Count the lines in the records below that contain the string "truck", and reply with that number alone.
******************************
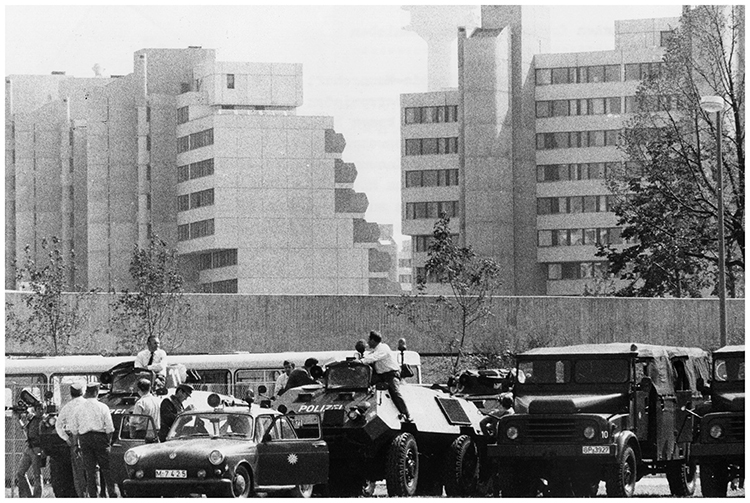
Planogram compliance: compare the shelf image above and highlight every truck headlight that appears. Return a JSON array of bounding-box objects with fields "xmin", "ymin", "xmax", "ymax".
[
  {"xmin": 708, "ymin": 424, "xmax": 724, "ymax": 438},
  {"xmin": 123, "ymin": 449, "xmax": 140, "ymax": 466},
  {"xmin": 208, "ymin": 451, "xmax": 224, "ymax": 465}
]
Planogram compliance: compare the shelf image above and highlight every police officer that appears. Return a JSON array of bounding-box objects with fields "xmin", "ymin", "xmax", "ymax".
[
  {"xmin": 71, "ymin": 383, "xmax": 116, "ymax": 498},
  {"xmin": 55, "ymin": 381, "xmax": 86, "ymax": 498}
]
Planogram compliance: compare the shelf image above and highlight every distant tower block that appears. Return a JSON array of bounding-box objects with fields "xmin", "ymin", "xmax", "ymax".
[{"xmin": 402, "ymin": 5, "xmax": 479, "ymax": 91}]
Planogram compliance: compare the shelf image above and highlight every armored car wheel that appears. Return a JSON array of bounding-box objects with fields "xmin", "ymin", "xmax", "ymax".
******************************
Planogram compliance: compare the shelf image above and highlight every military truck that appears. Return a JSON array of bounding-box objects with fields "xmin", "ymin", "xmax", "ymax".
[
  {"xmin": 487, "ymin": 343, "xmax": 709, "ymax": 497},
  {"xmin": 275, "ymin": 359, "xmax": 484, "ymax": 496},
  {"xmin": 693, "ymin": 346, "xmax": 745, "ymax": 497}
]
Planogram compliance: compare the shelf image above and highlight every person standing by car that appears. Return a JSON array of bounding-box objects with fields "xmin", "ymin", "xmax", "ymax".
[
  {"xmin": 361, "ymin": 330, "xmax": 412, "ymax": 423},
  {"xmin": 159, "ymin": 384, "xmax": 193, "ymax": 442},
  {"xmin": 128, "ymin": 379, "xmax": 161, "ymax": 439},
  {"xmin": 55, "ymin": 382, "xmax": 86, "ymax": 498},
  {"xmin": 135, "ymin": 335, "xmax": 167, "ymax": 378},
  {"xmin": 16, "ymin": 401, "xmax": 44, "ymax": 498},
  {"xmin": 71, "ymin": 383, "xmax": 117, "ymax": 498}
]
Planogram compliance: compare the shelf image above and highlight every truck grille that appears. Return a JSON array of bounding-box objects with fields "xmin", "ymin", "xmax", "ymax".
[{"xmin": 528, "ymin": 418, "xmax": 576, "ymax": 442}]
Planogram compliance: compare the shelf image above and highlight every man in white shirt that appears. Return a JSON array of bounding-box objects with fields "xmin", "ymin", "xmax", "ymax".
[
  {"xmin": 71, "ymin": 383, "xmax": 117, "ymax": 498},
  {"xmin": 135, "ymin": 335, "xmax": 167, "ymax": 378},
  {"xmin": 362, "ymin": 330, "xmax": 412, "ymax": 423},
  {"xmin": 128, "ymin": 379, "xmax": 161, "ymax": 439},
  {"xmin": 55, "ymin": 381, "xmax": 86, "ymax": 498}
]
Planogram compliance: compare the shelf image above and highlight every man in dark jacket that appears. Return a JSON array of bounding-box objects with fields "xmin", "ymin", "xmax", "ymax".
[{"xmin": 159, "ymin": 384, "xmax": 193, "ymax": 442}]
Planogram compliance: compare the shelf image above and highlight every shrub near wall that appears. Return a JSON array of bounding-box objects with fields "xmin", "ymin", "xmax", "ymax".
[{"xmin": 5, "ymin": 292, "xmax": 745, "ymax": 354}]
******************************
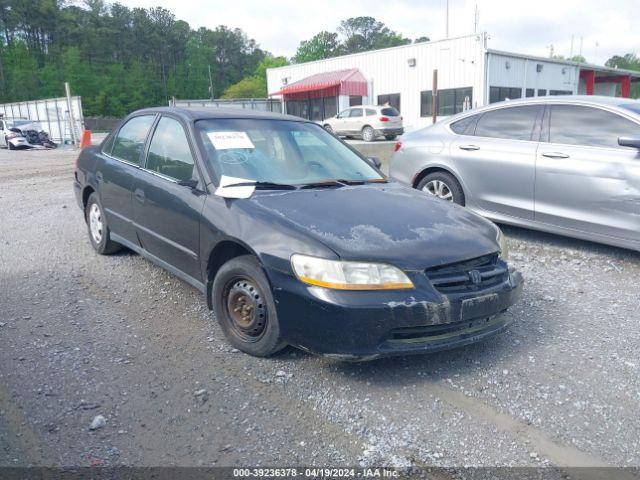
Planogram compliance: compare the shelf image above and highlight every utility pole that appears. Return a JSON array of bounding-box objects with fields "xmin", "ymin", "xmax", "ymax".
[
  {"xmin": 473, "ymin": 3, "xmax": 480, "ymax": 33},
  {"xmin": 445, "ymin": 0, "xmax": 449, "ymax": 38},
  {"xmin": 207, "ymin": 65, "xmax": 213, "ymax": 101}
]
******************************
- RESPONSE TO THE EXERCISE:
3